Aufgabenstellung » Gib sämtliche nachstehenden Einträge Zeile für Zeile unverändert wieder.

++++ Ausgangsdaten

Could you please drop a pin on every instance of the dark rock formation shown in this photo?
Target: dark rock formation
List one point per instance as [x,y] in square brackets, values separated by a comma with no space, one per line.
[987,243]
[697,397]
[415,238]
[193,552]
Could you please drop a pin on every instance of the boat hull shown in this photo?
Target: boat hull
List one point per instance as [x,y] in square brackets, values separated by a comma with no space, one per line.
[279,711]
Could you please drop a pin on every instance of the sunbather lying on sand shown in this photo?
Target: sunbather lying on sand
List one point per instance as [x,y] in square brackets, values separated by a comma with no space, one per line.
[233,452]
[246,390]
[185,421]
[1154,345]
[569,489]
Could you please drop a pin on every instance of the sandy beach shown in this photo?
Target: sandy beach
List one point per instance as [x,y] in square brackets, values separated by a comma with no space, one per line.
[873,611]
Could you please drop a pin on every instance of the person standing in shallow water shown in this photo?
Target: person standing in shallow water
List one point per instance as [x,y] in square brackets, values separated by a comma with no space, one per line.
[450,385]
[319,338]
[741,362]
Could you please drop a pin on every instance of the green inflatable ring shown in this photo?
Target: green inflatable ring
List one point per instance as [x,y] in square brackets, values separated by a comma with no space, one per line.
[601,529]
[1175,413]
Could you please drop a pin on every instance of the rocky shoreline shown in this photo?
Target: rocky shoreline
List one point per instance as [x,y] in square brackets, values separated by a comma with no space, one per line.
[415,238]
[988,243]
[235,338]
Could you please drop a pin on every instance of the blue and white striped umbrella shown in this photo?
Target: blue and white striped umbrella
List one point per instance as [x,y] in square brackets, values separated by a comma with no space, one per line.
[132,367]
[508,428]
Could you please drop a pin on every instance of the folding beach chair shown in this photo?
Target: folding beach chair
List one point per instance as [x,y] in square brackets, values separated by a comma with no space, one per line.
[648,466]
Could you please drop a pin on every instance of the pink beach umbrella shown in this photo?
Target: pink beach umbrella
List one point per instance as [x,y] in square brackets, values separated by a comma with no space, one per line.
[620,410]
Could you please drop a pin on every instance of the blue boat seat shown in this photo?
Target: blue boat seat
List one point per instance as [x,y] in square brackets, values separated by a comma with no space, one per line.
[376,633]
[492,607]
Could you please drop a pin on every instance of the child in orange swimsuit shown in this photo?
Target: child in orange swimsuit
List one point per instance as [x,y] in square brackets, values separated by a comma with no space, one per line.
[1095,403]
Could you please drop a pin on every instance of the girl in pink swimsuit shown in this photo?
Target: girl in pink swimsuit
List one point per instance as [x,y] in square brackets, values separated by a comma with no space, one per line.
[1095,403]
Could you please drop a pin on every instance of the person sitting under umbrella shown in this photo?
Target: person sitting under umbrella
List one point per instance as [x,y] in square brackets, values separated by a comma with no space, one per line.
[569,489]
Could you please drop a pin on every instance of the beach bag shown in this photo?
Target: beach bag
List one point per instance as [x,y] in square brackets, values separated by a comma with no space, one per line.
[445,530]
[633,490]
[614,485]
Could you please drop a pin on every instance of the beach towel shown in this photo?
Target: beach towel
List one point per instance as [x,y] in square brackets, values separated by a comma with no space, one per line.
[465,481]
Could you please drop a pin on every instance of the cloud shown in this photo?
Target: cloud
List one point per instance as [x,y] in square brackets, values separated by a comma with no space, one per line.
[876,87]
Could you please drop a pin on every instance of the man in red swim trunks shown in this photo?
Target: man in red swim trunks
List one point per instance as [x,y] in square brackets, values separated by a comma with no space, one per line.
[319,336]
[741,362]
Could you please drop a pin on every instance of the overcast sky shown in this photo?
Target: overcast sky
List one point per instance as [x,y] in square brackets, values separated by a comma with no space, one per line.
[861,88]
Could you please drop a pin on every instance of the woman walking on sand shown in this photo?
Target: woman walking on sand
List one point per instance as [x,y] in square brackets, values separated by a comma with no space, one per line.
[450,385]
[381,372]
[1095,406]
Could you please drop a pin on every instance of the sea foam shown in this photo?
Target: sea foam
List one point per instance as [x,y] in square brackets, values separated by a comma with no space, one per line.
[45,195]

++++++++

Gelöste Aufgabe »
Could you please drop a pin on every instance of the dark rock formation shown in this photo?
Target: dark rock formation
List one point per instance as [x,y] in square brackets, values separated by a comma with no space, one per line.
[987,243]
[697,397]
[415,238]
[193,552]
Could you please drop a pin on every instance of the boat hull shown in this photo?
Target: boat hull
List one point per instance as [x,y] in square brackets, values separated by a comma with no space, one per line.
[279,711]
Could you please drop a pin on every instance of the sunbather lying on sand shown in this photo?
Target: sunbather lying on sand
List one point per instance as [x,y] in square brackets, values separated by a comma with no space, one per line.
[233,452]
[246,390]
[185,421]
[1154,345]
[569,489]
Could you please drop a pin on every instance of the sandy beach shown in this photo?
Target: sandy beach
List one point per instance as [x,y] in square brackets, values separated by a comma with no space, one per line.
[873,611]
Could you please drop a pin on every instance of the person standing in shallow water shown in this photo?
Target: person standing in shallow water
List one point per instance as [x,y] in square brackets, values separated by a comma with no space, one per line.
[450,385]
[319,338]
[741,362]
Could you please drop a pin on every instance of the green inflatable ring shown in this photo?
Target: green inflatable ring
List one point per instance as [x,y] in square brackets, values separated by a comma with no space, one per line.
[601,529]
[1175,413]
Could you please drop a pin on every instance of the rocky shoreline shown in this photo?
Target: rocky shoreline
List one point per instance as [x,y] in square brackets, values separated by a comma with no space, one per line.
[415,238]
[988,243]
[235,338]
Could you please drop a pin on every instance of the blue and white striped umbrella shown in this photo?
Target: blue and white striped umbrella
List one point per instance as [x,y] in square brackets, values separated by a comma with no space, one per line.
[132,367]
[508,428]
Could you please drop a pin on every instance of the folding beach chair shown in this photo?
Target: folding beach chair
List one point per instance as [x,y] in square brackets, values separated by a comma with no space, one per line.
[648,466]
Could you please drop a pin on every instance of the pink beach umbrella shown in this photo?
Target: pink beach umbrella
List one point per instance as [x,y] in square brackets, values separated by a comma with no space, one per line.
[620,410]
Could you please drop a pin on every instance of the blue boat seat shown in this photo?
Target: blue boat seat
List one point per instance as [x,y] in square brackets, values separated by a comma with no space, one per line.
[376,633]
[492,607]
Could you please drop a pin on every instance of the child in orange swimsuit shown in this photo?
Target: child in orange swimsuit
List one point per instance as [x,y] in square brackets, values separated by a comma with no space, one per line.
[1095,403]
Could you please drop a pin on every instance of the girl in pink swimsuit shown in this photo?
Target: girl in pink swimsuit
List one point per instance as [x,y] in square brackets, values separated by a comma with no space, one per line.
[1095,403]
Could you please drop a pin on every instance of the person sitting under umbrella shown in this photo?
Target: person sitting under umbrella
List one point per instance as [x,y] in square brackets, values separated by a comma with no space, one per line.
[569,489]
Could you please drop a pin on every instance of the beach bag shown in this photo?
Target: beach bag
List one point per instance as [x,y] in square brackets, values separated by a comma with no space, one per line.
[445,530]
[633,490]
[614,485]
Could you please drop a pin on every instance of the beach towel shown in this photo?
Target: beach towel
List one point per instance as [x,y] in square brackets, values separated by a comma with no space, one per line.
[465,481]
Could you please drop a pin on every instance of the cloud shown in this photo?
Target: cloud
List one point per instance as [x,y] in square brackets, values separated by a comma with no space, one per line.
[876,87]
Could you please drop a pin on every instance of the man in red swim trunks shown in this photo?
Target: man in red swim trunks
List one point per instance as [x,y] in square brackets, values separated by a comma with no space, one per line.
[319,336]
[741,362]
Could you please drop a pin on every instance of the overcast sky shown in this photo?
Target: overcast sky
List one point per instance as [x,y] in square brackets, values separated by a comma with no space, one per line.
[861,88]
Could you please drop a pin on every instance of the woman walking on sand shown in this photo?
Target: woman walking on sand
List one point per instance as [x,y] in square brackets, values separated by a comma with no space, one per line.
[450,385]
[381,372]
[1095,406]
Could you please drop a pin on every instance of the sea foam shown in this photo?
Target: sea foam
List one point per instance as [x,y] in square brackets, values separated by a comma with no space, one per line.
[45,195]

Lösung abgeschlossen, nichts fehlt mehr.